• [Entries supplied]
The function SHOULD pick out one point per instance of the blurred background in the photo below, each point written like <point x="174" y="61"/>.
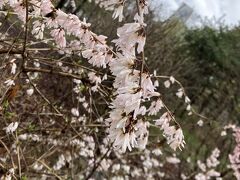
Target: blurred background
<point x="197" y="42"/>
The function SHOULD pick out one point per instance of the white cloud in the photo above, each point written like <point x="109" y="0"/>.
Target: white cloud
<point x="228" y="9"/>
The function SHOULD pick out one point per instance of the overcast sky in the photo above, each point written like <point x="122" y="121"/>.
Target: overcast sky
<point x="228" y="9"/>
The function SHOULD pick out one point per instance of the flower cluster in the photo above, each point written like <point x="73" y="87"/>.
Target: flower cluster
<point x="235" y="156"/>
<point x="134" y="89"/>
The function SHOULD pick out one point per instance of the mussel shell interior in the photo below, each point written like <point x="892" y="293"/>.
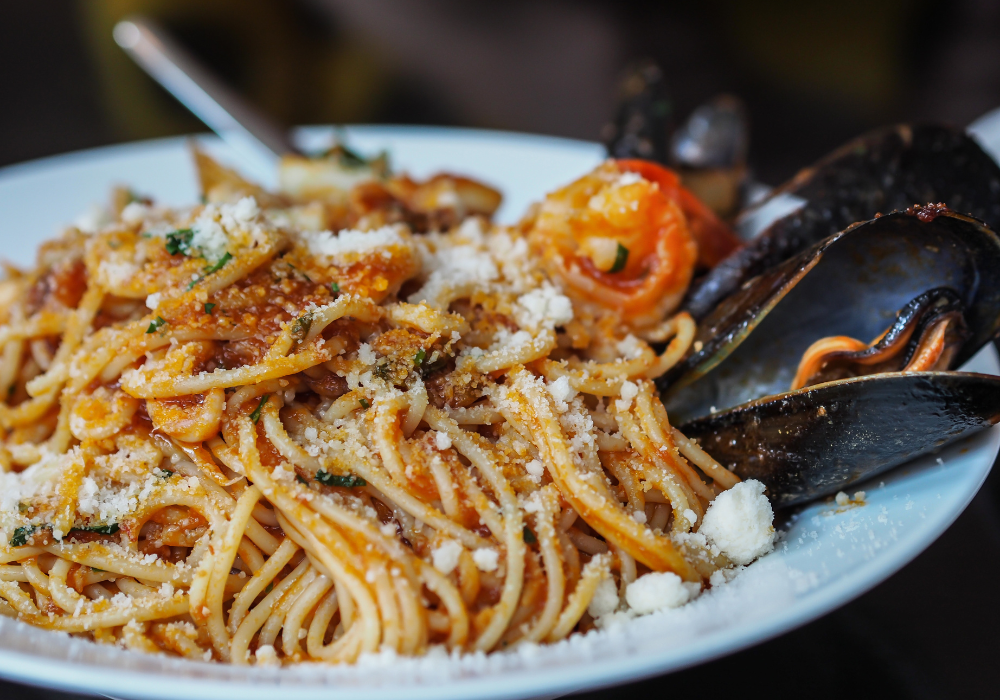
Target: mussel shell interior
<point x="884" y="170"/>
<point x="819" y="440"/>
<point x="851" y="284"/>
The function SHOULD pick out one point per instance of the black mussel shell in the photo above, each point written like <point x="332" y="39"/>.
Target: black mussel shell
<point x="889" y="169"/>
<point x="908" y="333"/>
<point x="818" y="440"/>
<point x="853" y="284"/>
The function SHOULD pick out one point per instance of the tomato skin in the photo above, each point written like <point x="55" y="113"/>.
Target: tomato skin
<point x="578" y="227"/>
<point x="714" y="238"/>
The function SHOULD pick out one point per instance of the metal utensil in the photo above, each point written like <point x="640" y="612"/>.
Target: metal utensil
<point x="239" y="124"/>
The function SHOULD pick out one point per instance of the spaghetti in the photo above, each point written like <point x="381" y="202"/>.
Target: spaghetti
<point x="229" y="434"/>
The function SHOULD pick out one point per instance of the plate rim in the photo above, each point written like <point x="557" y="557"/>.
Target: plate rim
<point x="69" y="675"/>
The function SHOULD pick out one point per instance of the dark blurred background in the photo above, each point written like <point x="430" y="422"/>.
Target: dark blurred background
<point x="812" y="75"/>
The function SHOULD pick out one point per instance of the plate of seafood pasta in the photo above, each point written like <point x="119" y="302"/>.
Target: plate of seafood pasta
<point x="443" y="413"/>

• [The request] Print all of the material above word for word, leaving out the pictures.

• [Response to the exercise]
The function SHOULD pick out one point per instance of the blurred background in the photo below, each point written like <point x="174" y="61"/>.
Target: blurred background
<point x="197" y="42"/>
The function SHOULD pick out one point per instance of the white cloud in the photo above, each point written like <point x="109" y="0"/>.
Target: white cloud
<point x="228" y="9"/>
The function SHOULD pick out one point per instance of the overcast sky in the photo above, each point written like <point x="122" y="121"/>.
Target: overcast sky
<point x="228" y="9"/>
The function SHOULD pick out one point per instance of the flower cluster in the photo above, each point written like <point x="73" y="87"/>.
Target: flower cluster
<point x="235" y="156"/>
<point x="134" y="89"/>
The function SHOULD pick out one point per instance of the mussel shell interior in the photo below, each point written like <point x="892" y="293"/>.
Target: mussel shell interior
<point x="884" y="170"/>
<point x="819" y="440"/>
<point x="851" y="284"/>
The function SHOULD pick out one point per instance of the black mussel shell in the photo above, each point written like <point x="332" y="39"/>.
Target: black mussel shell
<point x="889" y="169"/>
<point x="908" y="333"/>
<point x="818" y="440"/>
<point x="853" y="284"/>
The function SHOULD pick out one point per instance of the tomato skin in the photo above, each point written like <point x="55" y="113"/>.
Target: tomato skin
<point x="578" y="227"/>
<point x="714" y="238"/>
The function SHOULD pick out one point per instance of the metal utensil in the photo above, each point written like <point x="640" y="612"/>.
Target: metal utensil
<point x="239" y="124"/>
The function SHOULD pick out one point per instance of the spaghetti in the photo above, each point written like <point x="381" y="202"/>.
Target: spaghetti
<point x="229" y="434"/>
The function SHOULD pick out one point per instance of the plate rim in the photo above, each point written like <point x="557" y="557"/>.
Target: plate rim
<point x="69" y="675"/>
The function SHOULD pick out one point per instance of the dark blurred background in the photo above, each point written like <point x="430" y="422"/>.
Target: dark blurred background
<point x="812" y="75"/>
The function SHOULD pick out one point per instance of the plate of seafood pasta in the photo above, each point written like <point x="119" y="302"/>.
Target: plate of seafood pasta
<point x="443" y="413"/>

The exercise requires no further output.